• **Instructions to follow**
Repeat the data below exactly, dropping any pictures it holds.

• **Dataset excerpts**

○ ○ ○ ○ ○ ○ ○

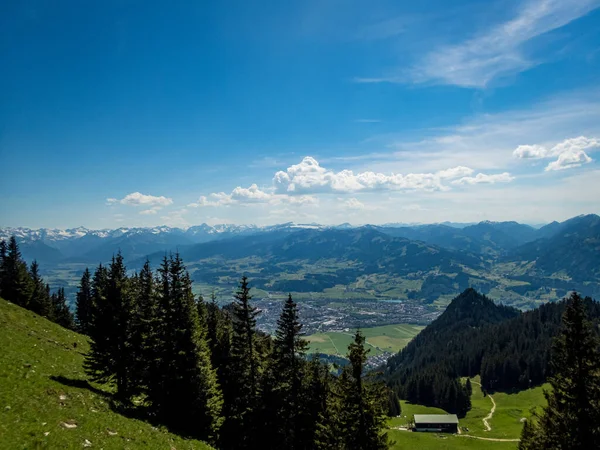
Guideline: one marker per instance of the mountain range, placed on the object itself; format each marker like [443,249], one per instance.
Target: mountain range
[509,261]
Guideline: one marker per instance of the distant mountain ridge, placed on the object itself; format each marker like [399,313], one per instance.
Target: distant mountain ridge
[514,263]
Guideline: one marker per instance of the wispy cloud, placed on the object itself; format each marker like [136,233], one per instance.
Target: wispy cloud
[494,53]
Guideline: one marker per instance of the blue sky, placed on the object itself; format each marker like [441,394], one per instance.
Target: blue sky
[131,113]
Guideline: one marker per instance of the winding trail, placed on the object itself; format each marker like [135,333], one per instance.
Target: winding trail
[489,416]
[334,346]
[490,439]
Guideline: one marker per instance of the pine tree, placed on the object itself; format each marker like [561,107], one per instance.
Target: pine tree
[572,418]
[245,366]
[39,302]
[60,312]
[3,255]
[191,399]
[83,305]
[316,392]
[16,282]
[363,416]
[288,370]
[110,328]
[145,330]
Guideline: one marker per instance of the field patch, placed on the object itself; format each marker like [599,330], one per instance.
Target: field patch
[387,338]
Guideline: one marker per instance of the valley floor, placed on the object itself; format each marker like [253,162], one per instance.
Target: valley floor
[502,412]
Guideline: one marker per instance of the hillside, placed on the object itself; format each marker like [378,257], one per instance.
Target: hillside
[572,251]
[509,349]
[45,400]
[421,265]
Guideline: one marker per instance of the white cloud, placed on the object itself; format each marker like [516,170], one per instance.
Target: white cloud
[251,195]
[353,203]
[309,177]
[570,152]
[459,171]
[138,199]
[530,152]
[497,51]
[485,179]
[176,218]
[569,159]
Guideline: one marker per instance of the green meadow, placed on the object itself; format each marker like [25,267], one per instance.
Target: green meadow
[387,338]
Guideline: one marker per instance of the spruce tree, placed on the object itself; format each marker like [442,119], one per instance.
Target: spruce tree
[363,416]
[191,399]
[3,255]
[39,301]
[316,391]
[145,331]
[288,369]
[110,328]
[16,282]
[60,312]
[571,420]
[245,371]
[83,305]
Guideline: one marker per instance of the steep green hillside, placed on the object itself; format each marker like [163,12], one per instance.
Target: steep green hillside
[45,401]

○ ○ ○ ○ ○ ○ ○

• **Answer to the task**
Guideline: one marker per instance of the mountain range, placed on the object itself; format each marker like [443,249], one per instance.
Target: mountain range
[509,261]
Guideline: one marker per instance of the distant mountain ridge, placed on the object itself; format each marker like [399,313], one per instance.
Target: distant mountain ridge
[514,263]
Guideline: one marker per instance of the wispy cloud, placed on the object itself; format each marker like [136,233], one per instance.
Target: wispy cloud
[494,53]
Guideline: one marker per instance of the blue sky, placed on the object itself; format each marker like [441,394], one per instance.
Target: blue sky
[131,113]
Guideline: one marker per instance of the winding trail, placed on the object itself; format each marker like [135,333], one per instance.
Target: winding trail
[489,416]
[334,346]
[490,439]
Guideline: one marker per instance of the pine tree, placed on the object itself; format each marker like [561,107], one per instance.
Target: pine tree
[572,418]
[245,366]
[39,302]
[60,312]
[3,255]
[191,399]
[83,305]
[316,392]
[16,282]
[363,416]
[288,370]
[110,328]
[145,330]
Guideline: one marker per instance of the field patch, placed on the object itself; format each marker like [599,330], one per instance.
Target: field patch
[387,338]
Guideline: one marker per instance of the valley floor, placed on the object itself; format each marker like [253,162], one per instance.
Target: valley floor
[502,412]
Guideline: one marker per instance of the hillside, placed on the object itself; format each marker like [378,257], one per instance.
Target: hillside
[572,251]
[509,349]
[45,400]
[421,265]
Guideline: one marker per instance of the white cloud, placed on the object itself; format each marker like [516,170], one per instance.
Target: white cloud
[251,195]
[353,203]
[309,177]
[570,152]
[459,171]
[138,199]
[530,152]
[497,51]
[485,179]
[176,218]
[569,159]
Guideline: one marker per instance of the green meadow, placed on the object itself; format each marker like [25,267], one per instance.
Target: green meadow
[387,338]
Guideline: one marker per instance of the spruce tree, placed on the object itself; format each marker like [442,119], one per instance.
Target: spruce tree
[363,416]
[191,399]
[3,255]
[39,301]
[316,391]
[145,331]
[288,369]
[110,328]
[16,282]
[60,312]
[571,420]
[245,371]
[83,305]
Guideline: one marker per instance of the steep green hillside, placed on the object itself; format each marker like [163,12], one per instance.
Target: steep green hillside
[45,401]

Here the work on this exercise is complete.